▶ [SET PROBLEM]:
Please copy the records below character for character, beginning with the line that contains "the <item>man's face</item>?" and continuing through the line that contains "10L217 5L215 3L209", both included.

--- START OF RECORD LIST ---

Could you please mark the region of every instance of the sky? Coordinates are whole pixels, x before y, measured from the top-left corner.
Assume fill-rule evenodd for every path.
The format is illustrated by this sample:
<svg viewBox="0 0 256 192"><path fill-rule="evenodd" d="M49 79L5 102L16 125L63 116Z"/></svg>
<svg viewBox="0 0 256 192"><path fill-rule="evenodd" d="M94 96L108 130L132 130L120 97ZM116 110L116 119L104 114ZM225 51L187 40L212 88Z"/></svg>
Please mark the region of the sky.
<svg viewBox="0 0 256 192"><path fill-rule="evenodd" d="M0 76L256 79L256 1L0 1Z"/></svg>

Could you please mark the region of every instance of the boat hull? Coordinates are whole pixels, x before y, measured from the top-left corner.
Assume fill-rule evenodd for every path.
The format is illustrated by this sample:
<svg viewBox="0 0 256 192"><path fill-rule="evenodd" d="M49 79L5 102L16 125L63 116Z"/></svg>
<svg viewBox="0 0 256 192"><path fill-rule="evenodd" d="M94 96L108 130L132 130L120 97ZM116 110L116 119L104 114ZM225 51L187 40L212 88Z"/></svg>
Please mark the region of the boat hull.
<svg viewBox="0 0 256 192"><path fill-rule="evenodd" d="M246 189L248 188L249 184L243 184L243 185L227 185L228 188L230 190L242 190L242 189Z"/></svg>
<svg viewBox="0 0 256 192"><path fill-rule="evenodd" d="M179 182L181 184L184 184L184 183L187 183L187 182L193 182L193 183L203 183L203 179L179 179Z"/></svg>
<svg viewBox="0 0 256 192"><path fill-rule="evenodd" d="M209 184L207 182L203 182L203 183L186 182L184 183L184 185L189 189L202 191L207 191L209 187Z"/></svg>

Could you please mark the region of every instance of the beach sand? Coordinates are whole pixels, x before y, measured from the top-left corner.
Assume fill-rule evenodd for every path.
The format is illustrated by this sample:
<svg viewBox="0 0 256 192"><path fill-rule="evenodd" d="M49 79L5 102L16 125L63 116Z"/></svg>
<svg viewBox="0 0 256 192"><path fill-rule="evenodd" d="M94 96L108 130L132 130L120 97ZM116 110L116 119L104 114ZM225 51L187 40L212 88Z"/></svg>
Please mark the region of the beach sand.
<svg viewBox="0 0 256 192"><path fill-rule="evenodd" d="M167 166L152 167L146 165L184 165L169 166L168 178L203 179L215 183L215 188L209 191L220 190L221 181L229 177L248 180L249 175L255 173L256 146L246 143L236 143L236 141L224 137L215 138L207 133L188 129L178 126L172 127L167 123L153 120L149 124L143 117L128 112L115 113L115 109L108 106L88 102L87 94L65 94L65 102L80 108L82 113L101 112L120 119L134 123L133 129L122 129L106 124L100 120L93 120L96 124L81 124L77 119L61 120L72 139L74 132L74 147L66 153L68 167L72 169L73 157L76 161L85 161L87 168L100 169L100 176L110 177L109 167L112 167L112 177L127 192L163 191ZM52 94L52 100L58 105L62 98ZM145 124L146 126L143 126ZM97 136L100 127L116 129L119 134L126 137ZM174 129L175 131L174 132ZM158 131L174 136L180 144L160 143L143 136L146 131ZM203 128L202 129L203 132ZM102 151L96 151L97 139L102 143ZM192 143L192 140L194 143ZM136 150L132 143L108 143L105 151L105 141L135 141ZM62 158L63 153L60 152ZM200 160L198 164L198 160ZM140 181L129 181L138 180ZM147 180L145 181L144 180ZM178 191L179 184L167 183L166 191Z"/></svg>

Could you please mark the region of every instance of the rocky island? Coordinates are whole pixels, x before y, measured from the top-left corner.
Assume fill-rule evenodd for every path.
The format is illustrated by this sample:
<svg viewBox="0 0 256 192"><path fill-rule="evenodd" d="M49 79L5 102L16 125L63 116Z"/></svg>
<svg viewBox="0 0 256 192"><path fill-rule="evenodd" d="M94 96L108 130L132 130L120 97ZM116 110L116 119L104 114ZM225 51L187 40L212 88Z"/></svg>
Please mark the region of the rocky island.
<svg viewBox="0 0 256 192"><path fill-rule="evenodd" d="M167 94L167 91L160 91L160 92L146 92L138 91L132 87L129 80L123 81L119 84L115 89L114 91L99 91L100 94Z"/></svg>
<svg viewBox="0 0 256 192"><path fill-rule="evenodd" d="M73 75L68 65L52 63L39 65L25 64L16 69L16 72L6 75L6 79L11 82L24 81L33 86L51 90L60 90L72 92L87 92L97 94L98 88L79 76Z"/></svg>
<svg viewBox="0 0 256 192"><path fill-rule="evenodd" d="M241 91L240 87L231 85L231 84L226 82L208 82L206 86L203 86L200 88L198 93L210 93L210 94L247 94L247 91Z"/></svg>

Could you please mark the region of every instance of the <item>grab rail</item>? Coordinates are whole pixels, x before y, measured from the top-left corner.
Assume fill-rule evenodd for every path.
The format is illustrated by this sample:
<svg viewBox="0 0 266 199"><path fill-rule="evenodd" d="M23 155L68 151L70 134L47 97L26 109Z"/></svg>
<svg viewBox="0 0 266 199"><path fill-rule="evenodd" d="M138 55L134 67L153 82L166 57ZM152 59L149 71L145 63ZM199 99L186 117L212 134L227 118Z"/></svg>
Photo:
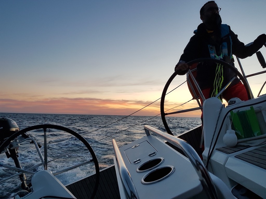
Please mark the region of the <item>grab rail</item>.
<svg viewBox="0 0 266 199"><path fill-rule="evenodd" d="M123 185L126 190L128 198L137 199L139 198L134 186L130 174L123 160L117 144L114 139L112 140L114 151L119 169L119 172Z"/></svg>
<svg viewBox="0 0 266 199"><path fill-rule="evenodd" d="M150 135L149 131L164 138L182 150L186 156L195 168L206 193L210 198L218 198L216 189L208 170L194 149L183 140L164 133L147 125L144 126L146 134Z"/></svg>

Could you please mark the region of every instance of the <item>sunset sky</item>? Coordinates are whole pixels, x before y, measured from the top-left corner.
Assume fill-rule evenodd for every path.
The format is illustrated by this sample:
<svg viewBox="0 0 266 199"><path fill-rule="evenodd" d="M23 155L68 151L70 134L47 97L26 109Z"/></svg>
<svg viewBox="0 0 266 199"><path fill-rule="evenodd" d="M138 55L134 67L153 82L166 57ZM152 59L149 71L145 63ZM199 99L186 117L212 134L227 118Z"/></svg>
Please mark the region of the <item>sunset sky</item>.
<svg viewBox="0 0 266 199"><path fill-rule="evenodd" d="M207 1L0 1L0 113L128 115L141 109L161 97ZM215 1L223 23L245 44L266 33L266 1ZM260 51L266 58L266 48ZM262 70L255 55L241 63L246 75ZM254 96L265 79L248 79ZM177 77L173 88L185 79ZM167 107L191 99L183 86ZM135 115L159 114L160 103Z"/></svg>

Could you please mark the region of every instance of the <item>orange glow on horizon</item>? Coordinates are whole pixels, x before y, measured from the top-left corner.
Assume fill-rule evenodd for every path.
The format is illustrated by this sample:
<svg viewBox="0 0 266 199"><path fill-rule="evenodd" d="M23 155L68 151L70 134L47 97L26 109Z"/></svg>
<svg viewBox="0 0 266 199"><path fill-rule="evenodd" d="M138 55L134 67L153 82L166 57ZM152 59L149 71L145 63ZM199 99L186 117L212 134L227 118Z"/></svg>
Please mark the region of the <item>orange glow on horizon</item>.
<svg viewBox="0 0 266 199"><path fill-rule="evenodd" d="M80 98L53 98L34 101L2 99L0 99L0 112L128 115L137 111L134 115L159 115L159 101L143 108L152 102L140 100ZM176 102L172 102L167 106L172 106L172 108L176 106L177 104ZM190 105L189 106L190 107ZM189 107L187 106L184 109L190 108ZM166 107L165 110L167 110ZM170 111L176 111L176 109ZM193 111L171 116L198 117L200 116L201 113L199 111L197 112Z"/></svg>

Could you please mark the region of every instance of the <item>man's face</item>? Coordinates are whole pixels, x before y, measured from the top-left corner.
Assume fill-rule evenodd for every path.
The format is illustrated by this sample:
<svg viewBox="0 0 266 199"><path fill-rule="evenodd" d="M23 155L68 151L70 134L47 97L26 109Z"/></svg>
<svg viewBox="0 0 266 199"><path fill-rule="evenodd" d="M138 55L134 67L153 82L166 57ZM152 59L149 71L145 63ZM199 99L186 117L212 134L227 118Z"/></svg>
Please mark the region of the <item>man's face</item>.
<svg viewBox="0 0 266 199"><path fill-rule="evenodd" d="M219 10L217 5L215 3L209 3L204 6L204 12L201 16L201 19L207 28L214 29L219 23L220 24L220 22L221 23Z"/></svg>

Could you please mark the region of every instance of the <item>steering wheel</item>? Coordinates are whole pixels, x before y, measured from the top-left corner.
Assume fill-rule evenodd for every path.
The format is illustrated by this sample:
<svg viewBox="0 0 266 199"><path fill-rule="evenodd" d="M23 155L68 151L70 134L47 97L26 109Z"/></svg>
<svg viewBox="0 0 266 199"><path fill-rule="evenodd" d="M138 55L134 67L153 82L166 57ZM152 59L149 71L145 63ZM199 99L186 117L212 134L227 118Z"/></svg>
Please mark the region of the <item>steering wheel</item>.
<svg viewBox="0 0 266 199"><path fill-rule="evenodd" d="M56 145L55 144L52 143L52 144L53 144L54 146L52 146L50 145L50 143L47 143L47 140L48 139L49 139L50 138L52 137L52 136L50 136L49 135L48 135L47 136L47 133L49 133L49 132L52 131L51 131L51 129L55 129L57 130L60 130L60 131L63 131L65 132L66 132L67 133L70 133L74 136L76 138L77 138L78 139L78 140L79 140L80 141L81 141L83 144L85 145L87 149L88 149L88 150L89 150L89 151L92 157L92 160L90 161L89 160L87 162L86 162L86 163L87 163L90 162L93 162L94 163L94 166L95 166L95 170L96 171L95 185L93 188L93 191L92 193L92 195L90 196L90 199L92 199L92 198L93 198L94 197L96 194L96 192L98 189L98 187L99 185L99 181L100 179L100 170L99 167L99 163L98 162L98 161L97 160L97 157L96 156L96 155L95 155L95 153L94 153L93 149L92 149L92 148L91 146L90 145L90 144L89 143L88 143L86 140L83 137L81 136L73 131L65 127L64 127L60 126L53 124L41 124L40 125L37 125L35 126L32 126L26 128L24 129L21 130L17 132L14 133L10 137L9 137L0 146L0 152L2 151L5 149L7 148L10 145L12 145L13 142L11 142L11 142L13 140L14 140L15 138L16 138L18 136L22 135L23 134L24 134L25 133L30 131L41 129L43 129L43 135L41 135L40 136L43 137L43 136L44 139L43 145L44 146L44 158L42 158L42 155L41 154L40 156L40 157L41 158L41 160L42 162L42 163L37 165L37 166L40 166L42 165L44 166L44 169L45 170L48 170L48 163L49 163L49 162L48 161L48 157L47 155L47 151L48 151L48 149L49 148L53 148L56 149L58 149L58 146L57 147L57 148L56 148L57 147L56 146ZM47 129L48 129L48 130L47 130ZM40 130L39 130L38 132L38 133L39 133L40 131ZM64 132L63 132L63 133L64 133ZM51 133L50 133L54 134L56 133L55 133L54 132L52 132ZM38 136L38 137L40 137L40 136ZM33 139L31 139L32 140L33 140ZM32 142L31 142L31 143ZM21 146L21 144L20 144L20 146ZM79 148L80 147L80 146L79 146L78 147ZM83 148L84 148L84 147ZM57 151L59 149L56 149L55 150L56 151ZM80 150L80 152L82 152L83 153L84 153L84 149L83 149L82 150ZM69 155L69 151L66 151L65 150L63 151L65 153L68 153L68 155ZM55 157L53 155L53 154L52 154L51 155L53 156L52 158L55 158ZM74 159L76 160L76 161L77 158L77 157L74 157ZM56 157L55 159L56 159ZM41 159L43 159L41 160ZM50 161L50 162L51 162L51 161ZM66 165L66 163L64 163ZM81 164L78 164L78 166L80 166L80 165ZM78 166L76 165L76 166L71 166L70 167L73 168L76 168L76 167L77 167L77 166ZM30 174L32 175L33 174L33 173L34 173L34 172L33 172L32 171L33 169L32 168L35 168L36 167L37 167L32 166L31 167L30 169L24 169L24 172L25 173ZM12 168L14 168L12 169ZM12 168L9 168L10 169L13 170L15 171L18 171L17 170L16 170L16 168L15 167ZM60 174L62 172L65 172L66 171L66 170L67 171L68 170L67 170L63 169L62 170L59 171L56 171L56 172L54 174L54 175L56 175L56 174L55 173Z"/></svg>
<svg viewBox="0 0 266 199"><path fill-rule="evenodd" d="M212 62L215 63L221 64L223 66L227 67L228 67L231 69L233 72L235 72L236 74L239 78L243 83L244 86L245 86L247 92L247 93L248 97L249 99L250 99L252 98L251 91L250 90L247 81L246 79L244 78L242 75L238 70L235 67L232 66L229 64L228 63L225 62L222 60L219 59L211 59L211 58L204 58L202 59L197 59L193 60L191 61L188 62L187 64L189 66L191 66L193 64L196 63L200 63L203 62ZM165 128L165 130L169 134L173 135L173 133L172 133L171 130L169 128L168 125L165 119L165 115L170 115L174 114L174 112L169 113L165 113L164 112L164 100L165 98L165 95L167 92L167 89L170 84L174 79L177 75L177 71L175 71L174 72L171 76L171 77L168 80L166 83L166 84L164 86L163 90L163 93L162 93L162 96L161 99L161 115L162 118L162 120L163 121L163 123ZM221 90L222 89L221 89Z"/></svg>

--- END OF RECORD LIST ---

▶ [RESPONSE]:
Could you please mark the region of every instance of the <item>man's face</item>? Coordinates are whole pixels, x before y, measured from the top-left corner.
Assume fill-rule evenodd for every path.
The format is illustrated by this sample:
<svg viewBox="0 0 266 199"><path fill-rule="evenodd" d="M23 155L68 151L70 134L47 97L26 109Z"/></svg>
<svg viewBox="0 0 266 199"><path fill-rule="evenodd" d="M138 55L134 67L153 82L166 57ZM152 59L149 71L145 63ZM199 99L186 117L212 134L227 118Z"/></svg>
Please mark the region of the <item>man's face</item>.
<svg viewBox="0 0 266 199"><path fill-rule="evenodd" d="M219 10L217 5L215 3L209 3L204 6L204 12L201 16L201 19L207 28L214 29L219 23L220 24L220 22L221 23Z"/></svg>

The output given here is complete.